● What you need to do: Please print the records below word for word, with every line and its spacing unchanged.

● Dataset entries:
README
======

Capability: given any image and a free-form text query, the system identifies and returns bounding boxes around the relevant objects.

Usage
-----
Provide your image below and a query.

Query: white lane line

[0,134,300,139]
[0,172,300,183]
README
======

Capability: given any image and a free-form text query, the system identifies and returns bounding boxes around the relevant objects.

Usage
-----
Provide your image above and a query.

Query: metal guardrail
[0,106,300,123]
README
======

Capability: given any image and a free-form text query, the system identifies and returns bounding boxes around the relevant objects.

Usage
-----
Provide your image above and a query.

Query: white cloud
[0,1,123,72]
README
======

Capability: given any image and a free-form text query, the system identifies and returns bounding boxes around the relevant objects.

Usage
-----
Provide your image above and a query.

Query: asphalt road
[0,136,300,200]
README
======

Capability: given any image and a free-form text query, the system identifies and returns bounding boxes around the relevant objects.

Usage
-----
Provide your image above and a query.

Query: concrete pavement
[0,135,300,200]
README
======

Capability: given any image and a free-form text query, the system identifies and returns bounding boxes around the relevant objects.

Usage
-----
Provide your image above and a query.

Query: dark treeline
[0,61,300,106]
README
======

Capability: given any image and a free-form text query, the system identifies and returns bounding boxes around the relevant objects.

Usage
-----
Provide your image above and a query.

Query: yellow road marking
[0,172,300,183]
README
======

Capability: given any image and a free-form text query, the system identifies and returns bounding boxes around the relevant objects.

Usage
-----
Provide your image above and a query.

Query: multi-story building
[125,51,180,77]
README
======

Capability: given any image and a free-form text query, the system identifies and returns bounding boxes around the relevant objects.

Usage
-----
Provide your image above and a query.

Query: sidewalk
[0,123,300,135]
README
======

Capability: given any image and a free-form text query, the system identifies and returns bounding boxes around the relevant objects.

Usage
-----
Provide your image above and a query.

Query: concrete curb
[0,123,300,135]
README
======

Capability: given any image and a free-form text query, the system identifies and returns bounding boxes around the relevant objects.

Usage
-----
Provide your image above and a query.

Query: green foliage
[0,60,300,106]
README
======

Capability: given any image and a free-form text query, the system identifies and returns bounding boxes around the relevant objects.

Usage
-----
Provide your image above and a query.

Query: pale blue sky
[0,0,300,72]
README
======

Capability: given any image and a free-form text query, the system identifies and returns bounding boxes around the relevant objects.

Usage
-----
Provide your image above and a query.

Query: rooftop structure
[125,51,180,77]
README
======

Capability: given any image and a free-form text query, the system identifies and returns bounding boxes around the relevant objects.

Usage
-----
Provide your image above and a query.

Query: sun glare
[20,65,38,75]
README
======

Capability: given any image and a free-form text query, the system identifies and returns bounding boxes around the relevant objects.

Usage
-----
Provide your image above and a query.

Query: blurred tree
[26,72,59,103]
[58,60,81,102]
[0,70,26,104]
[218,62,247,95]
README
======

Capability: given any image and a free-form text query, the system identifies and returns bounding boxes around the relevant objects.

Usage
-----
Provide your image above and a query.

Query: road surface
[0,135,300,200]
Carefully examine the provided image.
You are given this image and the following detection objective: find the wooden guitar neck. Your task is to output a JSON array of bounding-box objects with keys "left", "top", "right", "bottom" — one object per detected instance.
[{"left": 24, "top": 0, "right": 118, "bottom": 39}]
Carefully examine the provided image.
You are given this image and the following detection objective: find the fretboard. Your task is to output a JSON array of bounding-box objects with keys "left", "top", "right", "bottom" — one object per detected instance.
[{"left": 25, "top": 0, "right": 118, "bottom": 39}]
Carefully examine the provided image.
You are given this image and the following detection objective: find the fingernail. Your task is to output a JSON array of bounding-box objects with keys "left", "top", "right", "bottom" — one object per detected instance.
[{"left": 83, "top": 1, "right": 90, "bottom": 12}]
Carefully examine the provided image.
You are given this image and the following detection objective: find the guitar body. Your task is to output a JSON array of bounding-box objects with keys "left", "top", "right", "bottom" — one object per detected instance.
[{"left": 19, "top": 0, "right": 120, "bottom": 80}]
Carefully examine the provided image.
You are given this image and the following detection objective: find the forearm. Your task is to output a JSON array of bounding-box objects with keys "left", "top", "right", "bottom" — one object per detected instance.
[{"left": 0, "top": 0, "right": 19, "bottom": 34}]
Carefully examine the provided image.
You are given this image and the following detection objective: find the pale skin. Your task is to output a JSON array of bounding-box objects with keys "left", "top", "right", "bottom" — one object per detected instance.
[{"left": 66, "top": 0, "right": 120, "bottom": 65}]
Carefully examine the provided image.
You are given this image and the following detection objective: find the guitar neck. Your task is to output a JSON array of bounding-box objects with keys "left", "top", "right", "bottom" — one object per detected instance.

● Result:
README
======

Capability: given any image and a free-form text query, the system identifies and returns bounding boxes around the relevant objects.

Usage
-----
Provide your image below and a query.

Query: white lane line

[0,134,300,139]
[0,172,300,183]
README
======

Capability: given any image and a free-form text query, the system identifies and returns bounding boxes around the relevant objects.

Usage
-----
Provide your image above and a query.

Query: metal guardrail
[0,106,300,123]
README
======

Capability: given any image and a free-form text query, the system identifies and returns bounding boxes around the relevant objects.

Usage
-----
Provide your image above and a query.

Query: white cloud
[0,1,123,72]
README
======

Capability: given any image and a free-form text query, the system identifies and returns bounding boxes around the relevant objects.

Usage
-----
Provide your image above and a query.

Query: asphalt road
[0,136,300,200]
README
======

Capability: given any image and a free-form text query, the system identifies and returns bounding boxes around the relevant objects.

Usage
-----
Provide your image above and a query.

Query: concrete pavement
[0,135,300,200]
README
======

Capability: given any image and a free-form text query, the system identifies and returns bounding boxes around the relevant objects.

Usage
-----
Provide your image above and a query.

Query: dark treeline
[0,61,300,106]
README
======

Capability: given any image and a free-form text query, the system identifies and returns bounding boxes around the relevant objects.

Usage
-----
Provide your image above and a query.

Query: yellow road marking
[0,172,300,183]
README
======

Capability: given any image and a free-form text query, the system identifies and returns bounding boxes around the relevant objects.

Usage
-----
Provide your image above and a query.

Query: multi-story building
[125,51,180,77]
README
======

Capability: given any image and a free-form text query, the system identifies and returns bounding boxes around the relevant objects.

Usage
-----
Provide your image above and a query.

Query: sidewalk
[0,123,300,135]
README
======

Capability: given any image and a free-form text query, the system identifies and returns bounding boxes around the relevant objects.

Usage
-----
Provide your image above and a query.

Query: concrete curb
[0,123,300,135]
README
======

Capability: given any image and a free-form text query, the system identifies and returns bounding boxes around the relevant objects.

Usage
-----
Provide your image above and a query.

Query: green foliage
[0,60,300,106]
README
======

Capability: given any image and a free-form text query, the system identifies and returns bounding boxes around the relevant objects.

Usage
-----
Provide your image above and a query.

Query: pale blue sky
[0,0,300,72]
README
======

Capability: given any image and a free-form text query, the system identifies and returns bounding boxes around the relevant objects.

Usage
-----
Provide your image above and a query.

Query: rooftop structure
[125,51,180,77]
README
======

Capability: given any image and a free-form text query, the system identifies and returns bounding boxes around the relevant objects.

Usage
-----
Provide your image above and a query.

Query: sun glare
[20,65,38,75]
README
======

Capability: given any image and a free-form text query, the system identifies and returns bounding boxes around the relevant objects.

Usage
-----
Provide your image above and a query.

Query: blurred tree
[26,72,59,103]
[58,60,81,102]
[0,70,26,104]
[218,62,247,95]
README
======

Capability: given any image and a free-form text query, the system identifies and returns bounding boxes around the relevant objects.

Usage
-----
Provide your image above and a query.

Query: road surface
[0,135,300,200]
Carefully examine the provided image.
You are given this image and the following detection objective: find the wooden guitar neck. Your task is to output a JSON array of bounding-box objects with keys "left", "top", "right", "bottom" — one object per detected instance.
[{"left": 24, "top": 0, "right": 118, "bottom": 39}]
Carefully examine the provided image.
You are given this image and the following detection objective: find the fretboard. Your task is to output a JSON array of bounding-box objects with keys "left", "top", "right", "bottom" — one object per detected instance.
[{"left": 25, "top": 0, "right": 118, "bottom": 39}]
Carefully examine the provided image.
You are given this image and the following detection objective: find the fingernail. Your task is to output a JSON array of bounding-box objects with keys "left", "top", "right", "bottom" — one object per detected instance.
[{"left": 83, "top": 1, "right": 90, "bottom": 12}]
Carefully examine the provided image.
You are given this image and the following detection objective: find the guitar body. Your task is to output a JSON array of bounding-box objects with keys "left", "top", "right", "bottom" — one object per detected instance.
[{"left": 19, "top": 0, "right": 120, "bottom": 80}]
Carefully examine the provided image.
You are given this image and the following detection objective: find the forearm. Your task is to output a JSON array of bounding-box objects with keys "left", "top", "right", "bottom" — one object per detected instance.
[{"left": 0, "top": 0, "right": 19, "bottom": 34}]
Carefully examine the provided image.
You are given this image and the following detection objective: find the pale skin. Your task is to output a JSON array of bounding-box objects with keys "left", "top", "right", "bottom" — one object per detected instance.
[{"left": 66, "top": 0, "right": 120, "bottom": 65}]
Carefully examine the provided image.
You are given this image and the following detection objective: find the guitar neck. Your task is to output a JSON array of bounding-box objects with keys "left", "top", "right", "bottom" — one object per detected instance.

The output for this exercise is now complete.